What lines of the material hold the string "then"? Pull each of them out.

Data to process ▸
____________________
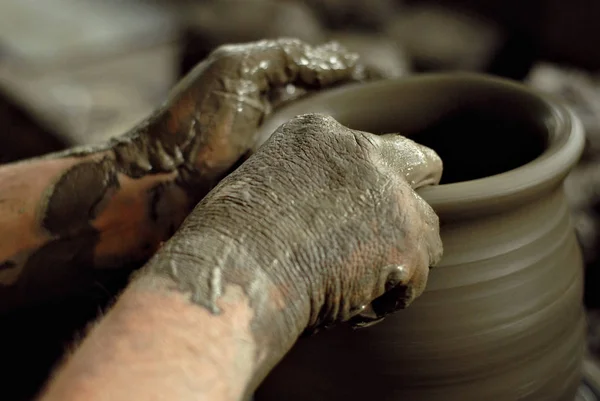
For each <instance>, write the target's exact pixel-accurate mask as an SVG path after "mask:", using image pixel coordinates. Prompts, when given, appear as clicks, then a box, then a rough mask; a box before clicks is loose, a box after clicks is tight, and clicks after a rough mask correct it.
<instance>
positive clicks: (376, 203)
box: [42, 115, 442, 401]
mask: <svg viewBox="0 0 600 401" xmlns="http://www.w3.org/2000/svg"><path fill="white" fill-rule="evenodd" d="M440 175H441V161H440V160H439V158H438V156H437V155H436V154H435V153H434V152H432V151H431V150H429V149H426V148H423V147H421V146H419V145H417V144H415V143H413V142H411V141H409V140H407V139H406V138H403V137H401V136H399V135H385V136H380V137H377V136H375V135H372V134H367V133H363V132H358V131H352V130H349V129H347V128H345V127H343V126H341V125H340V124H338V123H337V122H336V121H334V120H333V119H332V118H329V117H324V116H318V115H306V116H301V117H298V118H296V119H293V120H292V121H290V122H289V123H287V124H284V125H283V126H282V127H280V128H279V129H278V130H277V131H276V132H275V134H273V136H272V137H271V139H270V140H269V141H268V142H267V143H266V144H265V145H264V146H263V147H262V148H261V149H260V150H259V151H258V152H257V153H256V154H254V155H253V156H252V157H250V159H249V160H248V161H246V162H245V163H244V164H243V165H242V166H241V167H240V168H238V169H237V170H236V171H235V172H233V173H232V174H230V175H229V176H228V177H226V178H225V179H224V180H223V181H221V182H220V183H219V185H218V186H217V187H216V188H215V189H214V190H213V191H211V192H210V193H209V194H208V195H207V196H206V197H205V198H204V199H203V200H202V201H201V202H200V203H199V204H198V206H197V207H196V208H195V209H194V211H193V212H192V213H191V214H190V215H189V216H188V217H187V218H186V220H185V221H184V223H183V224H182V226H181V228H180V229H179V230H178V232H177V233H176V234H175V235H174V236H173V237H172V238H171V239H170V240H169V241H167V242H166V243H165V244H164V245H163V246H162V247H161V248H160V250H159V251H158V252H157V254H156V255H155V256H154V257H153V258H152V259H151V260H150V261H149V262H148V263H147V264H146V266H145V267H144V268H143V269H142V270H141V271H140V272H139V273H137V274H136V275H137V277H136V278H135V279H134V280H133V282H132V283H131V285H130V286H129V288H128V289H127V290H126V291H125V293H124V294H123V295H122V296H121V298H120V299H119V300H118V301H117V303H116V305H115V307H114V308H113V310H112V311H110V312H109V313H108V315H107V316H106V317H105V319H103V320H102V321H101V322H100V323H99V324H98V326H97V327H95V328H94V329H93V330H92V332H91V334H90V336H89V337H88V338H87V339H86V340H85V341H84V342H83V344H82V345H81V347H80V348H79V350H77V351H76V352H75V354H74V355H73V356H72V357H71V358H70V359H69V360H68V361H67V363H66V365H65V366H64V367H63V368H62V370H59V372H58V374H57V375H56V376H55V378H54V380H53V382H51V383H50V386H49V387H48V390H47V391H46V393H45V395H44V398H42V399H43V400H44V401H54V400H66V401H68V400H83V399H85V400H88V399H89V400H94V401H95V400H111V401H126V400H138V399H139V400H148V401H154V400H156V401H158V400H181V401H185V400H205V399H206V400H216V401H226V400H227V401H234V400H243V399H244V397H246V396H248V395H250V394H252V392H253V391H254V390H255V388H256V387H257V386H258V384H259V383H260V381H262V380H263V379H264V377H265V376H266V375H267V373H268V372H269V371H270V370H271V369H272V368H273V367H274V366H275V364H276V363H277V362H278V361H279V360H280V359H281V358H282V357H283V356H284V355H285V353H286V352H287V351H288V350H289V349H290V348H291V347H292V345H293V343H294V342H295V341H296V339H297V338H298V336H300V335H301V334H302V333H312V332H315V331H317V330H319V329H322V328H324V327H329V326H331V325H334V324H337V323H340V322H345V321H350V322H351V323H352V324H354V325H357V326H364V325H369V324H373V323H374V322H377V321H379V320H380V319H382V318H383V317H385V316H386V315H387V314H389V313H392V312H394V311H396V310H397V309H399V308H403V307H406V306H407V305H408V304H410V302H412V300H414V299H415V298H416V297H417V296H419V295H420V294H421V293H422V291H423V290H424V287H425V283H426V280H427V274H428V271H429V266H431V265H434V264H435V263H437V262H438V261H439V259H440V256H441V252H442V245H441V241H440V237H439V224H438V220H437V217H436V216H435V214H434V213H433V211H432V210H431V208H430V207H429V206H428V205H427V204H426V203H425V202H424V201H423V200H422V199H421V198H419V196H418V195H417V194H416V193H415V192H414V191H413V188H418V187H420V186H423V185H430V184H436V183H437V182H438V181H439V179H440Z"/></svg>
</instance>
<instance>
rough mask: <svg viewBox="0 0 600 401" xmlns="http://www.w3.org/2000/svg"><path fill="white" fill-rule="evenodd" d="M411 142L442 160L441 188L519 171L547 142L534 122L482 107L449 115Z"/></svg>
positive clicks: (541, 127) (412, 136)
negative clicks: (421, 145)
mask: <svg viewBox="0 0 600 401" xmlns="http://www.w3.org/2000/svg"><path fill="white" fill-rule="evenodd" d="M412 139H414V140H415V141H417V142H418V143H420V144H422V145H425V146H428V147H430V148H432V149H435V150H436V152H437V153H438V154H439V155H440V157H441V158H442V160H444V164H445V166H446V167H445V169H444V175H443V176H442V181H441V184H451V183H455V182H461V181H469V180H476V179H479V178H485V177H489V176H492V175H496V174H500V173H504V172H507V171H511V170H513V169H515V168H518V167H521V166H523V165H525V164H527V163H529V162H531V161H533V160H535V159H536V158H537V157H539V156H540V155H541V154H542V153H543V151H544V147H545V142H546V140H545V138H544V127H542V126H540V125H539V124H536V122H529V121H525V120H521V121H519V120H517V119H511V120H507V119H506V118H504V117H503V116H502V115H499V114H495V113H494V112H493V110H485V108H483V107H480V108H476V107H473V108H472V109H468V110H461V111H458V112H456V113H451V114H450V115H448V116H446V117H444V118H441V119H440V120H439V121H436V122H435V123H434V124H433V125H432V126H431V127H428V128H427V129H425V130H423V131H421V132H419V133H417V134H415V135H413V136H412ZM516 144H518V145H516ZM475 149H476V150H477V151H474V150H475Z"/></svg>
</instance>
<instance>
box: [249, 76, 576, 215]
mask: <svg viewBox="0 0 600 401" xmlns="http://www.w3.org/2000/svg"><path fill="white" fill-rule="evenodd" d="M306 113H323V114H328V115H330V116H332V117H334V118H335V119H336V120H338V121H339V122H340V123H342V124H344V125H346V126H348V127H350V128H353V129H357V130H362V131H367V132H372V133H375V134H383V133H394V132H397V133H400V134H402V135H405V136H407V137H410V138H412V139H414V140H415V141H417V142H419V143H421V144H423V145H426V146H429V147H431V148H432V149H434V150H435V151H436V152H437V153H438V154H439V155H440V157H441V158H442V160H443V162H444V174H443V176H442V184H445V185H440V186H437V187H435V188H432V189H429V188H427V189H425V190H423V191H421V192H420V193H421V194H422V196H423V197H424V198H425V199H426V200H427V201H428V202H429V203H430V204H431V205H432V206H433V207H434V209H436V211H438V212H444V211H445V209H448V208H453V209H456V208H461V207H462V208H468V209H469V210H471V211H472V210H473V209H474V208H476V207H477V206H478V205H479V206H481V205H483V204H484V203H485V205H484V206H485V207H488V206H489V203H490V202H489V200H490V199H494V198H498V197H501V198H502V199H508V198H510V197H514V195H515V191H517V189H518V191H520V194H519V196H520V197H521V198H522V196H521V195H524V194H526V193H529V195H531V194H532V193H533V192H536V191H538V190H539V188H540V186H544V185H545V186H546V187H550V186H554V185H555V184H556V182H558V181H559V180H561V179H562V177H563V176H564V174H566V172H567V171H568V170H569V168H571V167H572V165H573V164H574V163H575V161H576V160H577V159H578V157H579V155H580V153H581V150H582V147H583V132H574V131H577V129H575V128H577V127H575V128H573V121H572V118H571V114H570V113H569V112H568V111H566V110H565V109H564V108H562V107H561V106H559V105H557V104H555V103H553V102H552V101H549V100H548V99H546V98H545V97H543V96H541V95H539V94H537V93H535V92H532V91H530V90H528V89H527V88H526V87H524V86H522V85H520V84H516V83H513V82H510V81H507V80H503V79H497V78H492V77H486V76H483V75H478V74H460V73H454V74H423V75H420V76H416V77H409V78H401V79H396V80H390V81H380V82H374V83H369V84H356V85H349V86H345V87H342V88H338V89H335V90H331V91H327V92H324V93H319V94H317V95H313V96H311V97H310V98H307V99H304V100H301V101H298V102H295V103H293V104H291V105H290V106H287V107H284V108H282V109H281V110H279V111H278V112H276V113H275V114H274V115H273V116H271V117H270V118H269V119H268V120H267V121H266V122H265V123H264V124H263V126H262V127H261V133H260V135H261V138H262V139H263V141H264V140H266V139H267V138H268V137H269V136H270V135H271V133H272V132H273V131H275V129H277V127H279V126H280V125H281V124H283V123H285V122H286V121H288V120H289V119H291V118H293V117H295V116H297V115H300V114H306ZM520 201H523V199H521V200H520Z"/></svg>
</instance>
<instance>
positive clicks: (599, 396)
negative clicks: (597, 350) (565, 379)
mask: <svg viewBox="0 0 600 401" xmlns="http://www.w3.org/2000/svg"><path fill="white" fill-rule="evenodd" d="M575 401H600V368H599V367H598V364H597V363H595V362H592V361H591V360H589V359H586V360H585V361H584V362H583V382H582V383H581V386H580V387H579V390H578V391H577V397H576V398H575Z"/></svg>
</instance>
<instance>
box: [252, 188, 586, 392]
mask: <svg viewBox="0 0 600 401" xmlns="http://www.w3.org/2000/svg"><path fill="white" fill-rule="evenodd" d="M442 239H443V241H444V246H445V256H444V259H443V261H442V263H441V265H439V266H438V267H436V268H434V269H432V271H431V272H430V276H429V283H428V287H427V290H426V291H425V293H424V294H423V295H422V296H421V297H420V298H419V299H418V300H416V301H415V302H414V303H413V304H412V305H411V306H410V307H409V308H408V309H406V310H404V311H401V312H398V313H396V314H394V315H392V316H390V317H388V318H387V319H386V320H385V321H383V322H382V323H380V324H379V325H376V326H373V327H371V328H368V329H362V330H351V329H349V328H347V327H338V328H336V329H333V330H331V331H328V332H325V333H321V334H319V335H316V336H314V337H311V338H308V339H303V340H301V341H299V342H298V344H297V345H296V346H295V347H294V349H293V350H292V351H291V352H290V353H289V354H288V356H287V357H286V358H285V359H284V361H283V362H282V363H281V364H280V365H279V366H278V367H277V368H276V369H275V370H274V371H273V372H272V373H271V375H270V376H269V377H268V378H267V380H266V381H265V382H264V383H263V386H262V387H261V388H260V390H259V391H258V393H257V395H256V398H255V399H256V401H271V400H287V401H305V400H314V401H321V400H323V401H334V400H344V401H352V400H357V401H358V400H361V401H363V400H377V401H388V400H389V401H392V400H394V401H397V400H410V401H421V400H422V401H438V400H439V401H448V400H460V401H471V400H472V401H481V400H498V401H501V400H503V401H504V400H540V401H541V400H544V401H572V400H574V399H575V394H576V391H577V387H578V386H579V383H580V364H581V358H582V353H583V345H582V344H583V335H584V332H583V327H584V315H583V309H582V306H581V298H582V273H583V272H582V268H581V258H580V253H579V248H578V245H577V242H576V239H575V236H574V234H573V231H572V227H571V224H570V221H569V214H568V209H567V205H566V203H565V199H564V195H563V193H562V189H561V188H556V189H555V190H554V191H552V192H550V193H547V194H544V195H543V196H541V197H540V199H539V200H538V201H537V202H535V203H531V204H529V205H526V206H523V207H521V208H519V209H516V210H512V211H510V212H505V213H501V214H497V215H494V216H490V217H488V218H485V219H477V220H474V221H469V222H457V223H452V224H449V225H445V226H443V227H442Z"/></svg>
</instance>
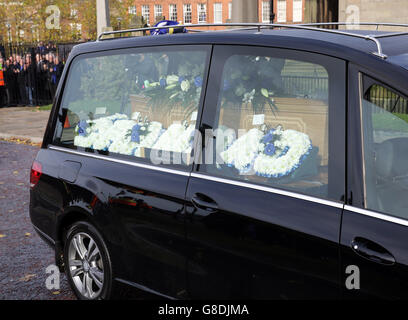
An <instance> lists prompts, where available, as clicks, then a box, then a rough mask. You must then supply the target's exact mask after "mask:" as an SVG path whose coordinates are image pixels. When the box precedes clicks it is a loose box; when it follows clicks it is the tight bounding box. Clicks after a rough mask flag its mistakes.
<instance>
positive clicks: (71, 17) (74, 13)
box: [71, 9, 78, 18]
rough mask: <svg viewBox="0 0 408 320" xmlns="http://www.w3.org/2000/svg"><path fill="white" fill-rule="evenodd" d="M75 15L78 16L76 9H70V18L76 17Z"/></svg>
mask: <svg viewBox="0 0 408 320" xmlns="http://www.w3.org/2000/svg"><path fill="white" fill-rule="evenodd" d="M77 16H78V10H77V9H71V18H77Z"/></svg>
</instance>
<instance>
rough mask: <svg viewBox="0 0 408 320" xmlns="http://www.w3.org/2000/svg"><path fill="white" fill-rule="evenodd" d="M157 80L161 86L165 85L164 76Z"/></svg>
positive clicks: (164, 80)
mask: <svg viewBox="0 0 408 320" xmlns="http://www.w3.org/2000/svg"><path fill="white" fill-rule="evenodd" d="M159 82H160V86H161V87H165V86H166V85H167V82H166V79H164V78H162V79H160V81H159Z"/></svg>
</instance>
____________________
Response box ▸
For each <instance>, write the target's exact pixel-accurate mask as an SVG path after "mask:", using image pixel coordinates. Prompts, when given, appear as clicks, then a box, then a rough mask; a box before clicks is loose, a box after clicks is tight, and clicks after a rough mask correct it.
An <instance> lists prompts, where available, as clicks, then a box, then a rough mask. You must then supply the target's exact mask after "mask:" as an SVG path whose coordinates are image pixels. When the box precedes clicks it is a loose box; when it follows clicks it is the tight bounding box. Clicks after a rough mask flag its mistakes.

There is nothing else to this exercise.